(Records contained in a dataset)
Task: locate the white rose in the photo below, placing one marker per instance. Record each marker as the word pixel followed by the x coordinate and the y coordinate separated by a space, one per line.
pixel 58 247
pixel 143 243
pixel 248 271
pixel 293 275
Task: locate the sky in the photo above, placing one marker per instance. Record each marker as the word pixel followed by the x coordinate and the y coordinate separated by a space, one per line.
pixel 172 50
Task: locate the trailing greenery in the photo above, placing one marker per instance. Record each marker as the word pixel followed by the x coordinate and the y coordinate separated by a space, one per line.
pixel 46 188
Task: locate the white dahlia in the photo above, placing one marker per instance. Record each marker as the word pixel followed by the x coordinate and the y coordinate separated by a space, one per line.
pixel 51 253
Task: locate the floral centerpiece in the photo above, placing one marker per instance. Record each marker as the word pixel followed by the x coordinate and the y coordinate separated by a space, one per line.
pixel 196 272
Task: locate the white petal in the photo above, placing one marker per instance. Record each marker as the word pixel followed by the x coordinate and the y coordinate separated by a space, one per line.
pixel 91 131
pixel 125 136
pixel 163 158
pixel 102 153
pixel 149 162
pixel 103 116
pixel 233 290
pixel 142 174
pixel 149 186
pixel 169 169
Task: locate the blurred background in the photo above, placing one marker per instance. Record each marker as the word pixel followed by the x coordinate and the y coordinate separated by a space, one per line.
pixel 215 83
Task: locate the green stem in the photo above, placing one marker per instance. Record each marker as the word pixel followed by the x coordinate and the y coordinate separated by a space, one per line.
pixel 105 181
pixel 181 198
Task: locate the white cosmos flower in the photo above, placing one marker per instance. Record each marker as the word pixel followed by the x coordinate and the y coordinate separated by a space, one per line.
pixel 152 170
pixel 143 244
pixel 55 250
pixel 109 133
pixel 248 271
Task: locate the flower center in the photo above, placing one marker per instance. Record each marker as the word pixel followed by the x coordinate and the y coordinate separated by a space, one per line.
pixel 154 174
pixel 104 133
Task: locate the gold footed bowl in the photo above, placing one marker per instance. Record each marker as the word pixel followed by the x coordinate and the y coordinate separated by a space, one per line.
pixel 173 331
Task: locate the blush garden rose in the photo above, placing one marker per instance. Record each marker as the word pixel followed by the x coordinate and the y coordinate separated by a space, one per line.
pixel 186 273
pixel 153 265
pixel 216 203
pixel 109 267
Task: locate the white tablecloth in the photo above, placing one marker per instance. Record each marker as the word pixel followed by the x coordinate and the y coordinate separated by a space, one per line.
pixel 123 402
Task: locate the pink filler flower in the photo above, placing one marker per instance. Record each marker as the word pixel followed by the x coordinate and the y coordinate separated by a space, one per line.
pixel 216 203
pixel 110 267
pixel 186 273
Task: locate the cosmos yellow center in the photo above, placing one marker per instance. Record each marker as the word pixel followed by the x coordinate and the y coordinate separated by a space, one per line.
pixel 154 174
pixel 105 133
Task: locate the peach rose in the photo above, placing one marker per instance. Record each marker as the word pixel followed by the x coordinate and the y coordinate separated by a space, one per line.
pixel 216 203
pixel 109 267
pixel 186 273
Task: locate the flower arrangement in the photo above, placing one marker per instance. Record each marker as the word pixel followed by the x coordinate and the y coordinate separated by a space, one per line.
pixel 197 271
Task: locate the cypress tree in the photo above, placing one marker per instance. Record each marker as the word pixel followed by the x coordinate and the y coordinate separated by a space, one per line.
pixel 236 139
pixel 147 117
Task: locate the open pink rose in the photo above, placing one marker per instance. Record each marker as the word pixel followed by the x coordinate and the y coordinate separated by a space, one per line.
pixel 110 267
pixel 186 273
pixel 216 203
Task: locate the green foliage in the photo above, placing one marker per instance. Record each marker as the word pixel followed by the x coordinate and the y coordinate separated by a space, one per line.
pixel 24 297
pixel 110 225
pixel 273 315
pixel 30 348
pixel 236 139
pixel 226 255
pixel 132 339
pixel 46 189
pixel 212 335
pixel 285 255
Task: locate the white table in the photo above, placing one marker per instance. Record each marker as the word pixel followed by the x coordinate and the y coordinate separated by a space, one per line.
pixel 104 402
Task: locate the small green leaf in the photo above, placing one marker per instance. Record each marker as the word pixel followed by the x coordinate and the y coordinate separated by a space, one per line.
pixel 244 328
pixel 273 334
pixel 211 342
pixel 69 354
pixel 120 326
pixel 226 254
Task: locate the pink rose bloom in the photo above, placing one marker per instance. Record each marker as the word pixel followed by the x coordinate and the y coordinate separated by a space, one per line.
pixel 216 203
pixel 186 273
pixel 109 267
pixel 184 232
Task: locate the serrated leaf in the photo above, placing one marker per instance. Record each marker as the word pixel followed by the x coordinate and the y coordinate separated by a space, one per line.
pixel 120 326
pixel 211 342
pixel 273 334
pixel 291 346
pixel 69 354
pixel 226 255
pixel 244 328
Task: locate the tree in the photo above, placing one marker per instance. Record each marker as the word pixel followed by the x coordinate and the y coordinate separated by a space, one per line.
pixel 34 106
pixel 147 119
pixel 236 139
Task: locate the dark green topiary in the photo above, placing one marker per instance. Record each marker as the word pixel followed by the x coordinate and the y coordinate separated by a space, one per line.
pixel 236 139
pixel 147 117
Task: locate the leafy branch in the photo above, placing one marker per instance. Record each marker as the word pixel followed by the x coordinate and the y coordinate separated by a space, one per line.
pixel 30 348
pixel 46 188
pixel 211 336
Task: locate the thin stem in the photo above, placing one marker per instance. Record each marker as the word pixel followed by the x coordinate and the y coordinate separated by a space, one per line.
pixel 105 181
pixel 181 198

[EXERCISE OBJECTIVE] An exact copy of every entry above is the expected answer.

[EXERCISE RESPONSE]
Task: locate the white rose in the photo below, placing one marker per instance. Record each marker as the word pixel followed by the x coordinate and the y coordinate separated by a space, one per line.
pixel 58 247
pixel 143 243
pixel 248 271
pixel 293 275
Task: locate the sky in the photo above, placing one marker per instance. Record each marker as the word pixel followed by the x coordinate and the y coordinate separated by a space, one per line.
pixel 172 50
Task: locate the trailing greenery in the photo above, placing one marker per instance. Record each marker as the word pixel followed by the x coordinate and the y coordinate separated by a space, one per line.
pixel 46 188
Task: locate the white dahlia in the photo above, placing one marker per instance. Record each marker as the word pixel followed by the x coordinate and the y coordinate separated by a space, one per line.
pixel 51 253
Task: locate the floral centerpiece in the photo above, placing one marker per instance. Record each marker as the word pixel followed by the x coordinate and the y coordinate separated by a space, one per line.
pixel 196 272
Task: locate the white petal in the photo above, placing one marker per instance. Record each marker as the word pixel followed by the x coordinate and the y coordinate separated by a space, one per line.
pixel 91 131
pixel 125 136
pixel 163 158
pixel 102 153
pixel 149 162
pixel 103 116
pixel 233 290
pixel 142 174
pixel 149 186
pixel 169 169
Task: locate the blurred background in the photo above, placing one marker per instance. Record each marker as the word pixel followed by the x coordinate and the y coordinate separated by a space, one per line.
pixel 215 83
Task: locate the green stem in the photo above, placing one marker per instance. Record each marker as the word pixel followed by the x coordinate and the y coordinate separated by a space, one per line.
pixel 105 181
pixel 181 198
Task: locate the white cosmos flower in the photo above, placing one marker per instance. Record each marker as the word pixel followed by the x coordinate and the y coordinate separated by a space, one per line.
pixel 152 170
pixel 143 244
pixel 55 250
pixel 109 133
pixel 248 271
Task: locate the flower center in the photo above, placing one marker per instance. Record each marker as the word pixel followed by the x coordinate and the y coordinate separated by a space, one per line.
pixel 154 174
pixel 104 133
Task: locate the gold footed bowl in the photo above, placing one marker per instance. Record each marker as the word pixel followed by the x coordinate and the y coordinate separated by a space, one per line.
pixel 173 331
Task: locate the blush garden rose in the photo above, placing one marker per instance. Record each marker as the word pixel followed by the x coordinate and the y coordinate separated by a space, one per line.
pixel 186 273
pixel 153 265
pixel 216 203
pixel 109 267
Task: locate the white tablecloth in the photo above, placing one marker per instance. Record each marker as the word pixel followed by the x coordinate and the y coordinate separated by a space, one per line.
pixel 123 402
Task: locate the pink filler flower in the photo above, placing one marker per instance. Record each marker as the word pixel followed by the x coordinate and the y coordinate separated by a space, one per line.
pixel 216 203
pixel 110 267
pixel 186 273
Task: locate the cosmos yellow center in the photo above, placing one marker per instance. Record each marker as the word pixel followed by the x coordinate and the y coordinate separated by a space, one per line.
pixel 154 174
pixel 105 133
Task: locate the peach rose in the photo above, placing one marker per instance. Record each marker as the word pixel followed by the x coordinate and the y coordinate separated by a space, one per line.
pixel 216 203
pixel 109 267
pixel 186 273
Task: locate the flower arrangement in the photo above, placing one marker per instance. Record each marker as the word pixel followed by the x coordinate and the y coordinate separated by a space, one per line.
pixel 197 271
Task: locate the cypress tree in the photo above, placing one marker per instance. Record each marker as the word pixel followed by the x coordinate and the y coordinate separated by a space, one per line.
pixel 236 139
pixel 147 117
Task: locate the open pink rose in the photo above, placing one marker per instance. Record each marker as the word pixel followed by the x coordinate and the y coordinate separated by a space, one per line.
pixel 110 267
pixel 186 273
pixel 216 203
Task: locate the green foliage in the photo above, placing one marker per instance. Record each marker as the word pixel followed by the x coordinate and the y coordinate separated by a space, one per line.
pixel 24 297
pixel 110 225
pixel 273 315
pixel 30 348
pixel 236 139
pixel 226 255
pixel 132 339
pixel 46 189
pixel 212 335
pixel 285 255
Task: locate the white table in the photo above, placing one marker per instance. Record each marker as the word pixel followed by the x coordinate and the y coordinate separated by a space, one per line.
pixel 104 402
Task: locate the small green leaf in the photo above, placing one marker per instance. Record each marker as the word pixel followed by the x coordinate and the y coordinate separated by a space, one per line.
pixel 244 328
pixel 273 334
pixel 211 342
pixel 69 354
pixel 120 326
pixel 226 254
Task: locate the pink rose bloom in the photo above, placing one marker per instance. Record each marker as the word pixel followed by the x coordinate and the y coordinate separated by a space, one per line.
pixel 216 203
pixel 186 273
pixel 109 267
pixel 184 232
Task: locate the serrated leaf in the photo above, placing one marker per instance. Record each marker as the word pixel followed by the x coordinate and the y coordinate separated by a space, one per line.
pixel 120 326
pixel 211 342
pixel 273 334
pixel 291 346
pixel 69 354
pixel 226 255
pixel 244 328
Task: locate the tree in the photo above, placing one marker per instance. Record each marker as the word pixel followed by the x coordinate and the y coordinate separated by a space, one per line.
pixel 34 106
pixel 147 119
pixel 236 139
Task: locate the dark green topiary in the photo above, placing one marker per instance. Record each marker as the word pixel followed by the x coordinate and the y coordinate separated by a space, one per line.
pixel 236 139
pixel 147 117
Task: locate the leafy branch in the photo above, placing one marker per instance. Record each marker as the word pixel followed by the x coordinate and the y coordinate separated by a space, one per line.
pixel 30 348
pixel 46 188
pixel 211 336
Task: locate the thin stem in the photo above, placing one marker per instance. Record each marker as the word pixel followed by the x coordinate and the y coordinate separated by a space, one per line.
pixel 105 181
pixel 181 198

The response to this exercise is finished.